◆ **PERMINTAAN**
Dalam kutipan tentang persediaan logistik bencana di bawah, salin lagi bagian yang dimulai dari kata "Persediaan logistik yang" dan berhenti setelah "Sosial Kabupaten Lebak.", tetapi ganti setiap "beras" dengan "gabah".

── KUTIPAN TEKS ──

Bupati juga mengatakan persediaan logistik untuk kebutuhan korban bencana alam relatif aman dan mencukupi hingga enam bulan ke depan.
 
Persediaan logistik yang ada di gudang BPBD setempat sebanyak 50 ton beras juga terdapat ratusan dus mi instan, air kemasan, makanan siap saji dan aneka makanan,termasuk minuman kemasan susu.
 
Selain itu juga persediaan pangan pemerintah daerah melalui Dinas Ketahanan Pangan sebanyak 115 ton dan 100 ton dari cadangan beras pemerintah pada Dinas Sosial Kabupaten Lebak.
 
Begitu juga bantuan logistik dari Badan Nasional Penanggulangan Bencana (BNPB), kini masih mencukupi.
 
"Kami menjamin persediaan logistik untuk kebencanaan relatif aman dan cukup," katanya.

Baca juga: Banjir melanda permukiman warga di Rangkasbitung, Lebak
 
Dilarang buang sampah
 
Kepala Dinas Lingkungan Hidup Kabupaten Lebak Nana Sunjana mengatakan pihaknya melarang masyarakat membuang sampah di sekitar bantaran sungai guna mencegah kerusakan ekosistem lingkungan dan bencana banjir.
 
Pelarangan membuang sampah itu ditetapkan sebagai upaya pelestarian daerah aliran sungai (DAS) agar tidak menimbulkan kerusakan ekosistem lingkungan karena terdapat populasi ikan dan satwa lainnya.

───
── DATA ──

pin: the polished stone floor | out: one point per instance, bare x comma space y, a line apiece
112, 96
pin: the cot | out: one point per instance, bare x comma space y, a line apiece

───

◆ **HASIL LATIHAN**
Persediaan logistik yang ada di gudang BPBD setempat sebanyak 50 ton gabah juga terdapat ratusan dus mi instan, air kemasan, makanan siap saji dan aneka makanan,termasuk minuman kemasan susu.
 
Selain itu juga persediaan pangan pemerintah daerah melalui Dinas Ketahanan Pangan sebanyak 115 ton dan 100 ton dari cadangan gabah pemerintah pada Dinas Sosial Kabupaten Lebak.